[[ Exercise text, beginning ]]
Confused by nutritional supplements? Not for long.
Written by: Shawn Talbott, PhD
Without a doubt, dietary supplements have widespread usage and appeal—to the tune of more than $25 billion in annual sales in the United States alone. Approximately 85 percent of Americans have used dietary supplements at one time or another, and more than six in 10 members of the population are regular users of supplements (using them on most days of the week). The numbers for supplement use are even higher for athletes.
Despite the large number of people currently buying and using dietary supplements, however, a huge gap often exists between the practice of supplementation and the knowledge behind those choices and usage patterns. For example, many consumers are not careful about recommended dosages for supplements—and the common assumption that “if a little is good, more is better” can pose serious health consequences.
Choosing a Supplement
In choosing dietary supplements, ask the following questions:
1. Is it safe and legal?
2. Do the product’s claims make sense?
3. Do studies exist on the actual finished product (not the individual ingredients), and were those studies conducted in endurance athletes?
4. Was the amount of the supplement in the study the same as the recommended amount on the label?
5. Is it right for you (do you need something for general nutrition or endurance or recovery or nothing at all)?
Natural Versus Synthetic Vitamins
In most cases, natural and synthetic vitamins and minerals are handled by the body in exactly the same way. A good example of this is the B-complex vitamins, which can be obtained in supplements as “natural” B vitamins (usually from brewer’s yeast or a similar substance) or as purified chemicals and listed on the product label as thiamin (B-1), riboflavin (B-2), niacin (B-3), and so forth. When any of these supplemental sources of B vitamins is consumed, the vitamins are absorbed, transported, and utilized by the body in exactly the same way—so we can say with confidence that there is no difference between natural and synthetic when it comes to B vitamins.
Two interesting exceptions to this rule are folic acid, which is better absorbed in the synthetic form (compared to natural forms found in foods), and vitamin E, which is far superior as the natural form (absorbed and retained in the body two to three times better than synthetic vitamin E).
Brand Name or Generic?
This is one of the most common questions that I get when it comes to multivitamins. People want to know if they can just buy the “grocery store version” to get their daily nutrients. The ultimate answer is really less about generics vs. brand-name products than it is about choosing between supplements that provide “basic” versus “optimal” levels of particular nutrients. Therefore, the answer to this question will depend on two primary factors: How much money can you afford to spend on a supplement, and are you looking for a basic or an optimal supplement?
[[ Exercise text, end ]]
Work request 1 – Reproduce the supplements article word for word, everything from "Choosing a Supplement" down to "nothing at all)?".
Work request 2 – In the supplements article, which two nutrients are exceptions to the rule that the body handles natural and synthetic forms the same way?
Rely on nothing but the supplements article.
[[ Extracted data, beginning ]]
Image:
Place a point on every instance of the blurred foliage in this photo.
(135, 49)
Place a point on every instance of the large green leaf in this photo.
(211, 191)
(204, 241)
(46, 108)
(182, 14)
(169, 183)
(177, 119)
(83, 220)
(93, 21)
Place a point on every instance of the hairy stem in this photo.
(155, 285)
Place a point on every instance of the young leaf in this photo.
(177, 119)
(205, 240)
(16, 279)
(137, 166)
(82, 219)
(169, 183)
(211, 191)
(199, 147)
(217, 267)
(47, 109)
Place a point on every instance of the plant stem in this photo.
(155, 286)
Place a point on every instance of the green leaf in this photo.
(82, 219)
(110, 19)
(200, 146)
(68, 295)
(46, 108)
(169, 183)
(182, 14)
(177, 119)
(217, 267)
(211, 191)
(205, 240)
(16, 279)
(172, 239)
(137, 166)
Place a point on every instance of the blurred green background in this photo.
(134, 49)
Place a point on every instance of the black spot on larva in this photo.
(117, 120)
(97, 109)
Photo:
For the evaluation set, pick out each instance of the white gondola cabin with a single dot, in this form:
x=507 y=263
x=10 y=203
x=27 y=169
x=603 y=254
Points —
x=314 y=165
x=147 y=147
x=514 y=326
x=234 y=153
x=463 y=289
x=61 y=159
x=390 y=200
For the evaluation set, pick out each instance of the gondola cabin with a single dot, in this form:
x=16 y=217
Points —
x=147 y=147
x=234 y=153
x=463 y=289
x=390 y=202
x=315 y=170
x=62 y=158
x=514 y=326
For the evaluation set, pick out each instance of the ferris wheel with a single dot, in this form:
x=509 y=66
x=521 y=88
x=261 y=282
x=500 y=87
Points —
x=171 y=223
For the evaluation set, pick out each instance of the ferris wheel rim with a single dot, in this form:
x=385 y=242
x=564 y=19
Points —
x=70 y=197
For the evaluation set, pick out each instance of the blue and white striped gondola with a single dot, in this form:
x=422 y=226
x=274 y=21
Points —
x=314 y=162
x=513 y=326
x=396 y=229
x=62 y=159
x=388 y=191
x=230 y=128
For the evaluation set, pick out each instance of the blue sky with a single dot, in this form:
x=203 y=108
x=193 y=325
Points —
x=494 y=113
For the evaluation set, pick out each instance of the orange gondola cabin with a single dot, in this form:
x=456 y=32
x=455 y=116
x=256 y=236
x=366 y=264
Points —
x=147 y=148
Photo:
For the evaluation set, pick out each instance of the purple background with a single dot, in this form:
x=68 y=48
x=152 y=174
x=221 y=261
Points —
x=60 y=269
[[ Extracted data, end ]]
Result 1 –
Choosing a Supplement
In choosing dietary supplements, ask the following questions:
1. Is it safe and legal?
2. Do the product’s claims make sense?
3. Do studies exist on the actual finished product (not the individual ingredients), and were those studies conducted in endurance athletes?
4. Was the amount of the supplement in the study the same as the recommended amount on the label?
5. Is it right for you (do you need something for general nutrition or endurance or recovery or nothing at all)?

Result 2 – Folic acid and vitamin E.